● **The problem**
Give back the records below exactly, every one, with no pictures.

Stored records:
:::::

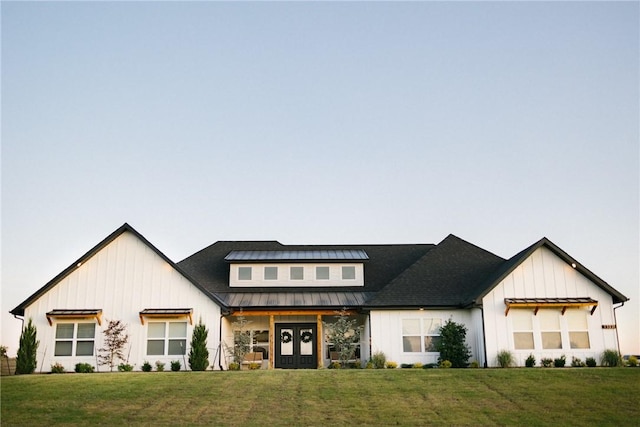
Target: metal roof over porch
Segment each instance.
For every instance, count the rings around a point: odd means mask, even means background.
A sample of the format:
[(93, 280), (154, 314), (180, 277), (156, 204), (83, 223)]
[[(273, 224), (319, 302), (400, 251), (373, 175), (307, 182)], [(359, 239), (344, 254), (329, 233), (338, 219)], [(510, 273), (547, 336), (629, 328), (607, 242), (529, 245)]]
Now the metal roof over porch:
[(220, 297), (229, 307), (354, 307), (371, 292), (229, 292)]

:::::

● **Task response**
Target: metal roof over porch
Segment each instance.
For every instance, count the rings around a point: odd means mask, even means background.
A sample of the format:
[(93, 280), (154, 314), (180, 277), (156, 204), (83, 223)]
[[(273, 224), (319, 302), (400, 251), (373, 175), (307, 182)], [(359, 239), (344, 254), (329, 233), (338, 219)], [(510, 273), (547, 336), (629, 328), (607, 242), (529, 245)]]
Now the metal roof over porch:
[(220, 297), (229, 307), (354, 307), (371, 292), (229, 292)]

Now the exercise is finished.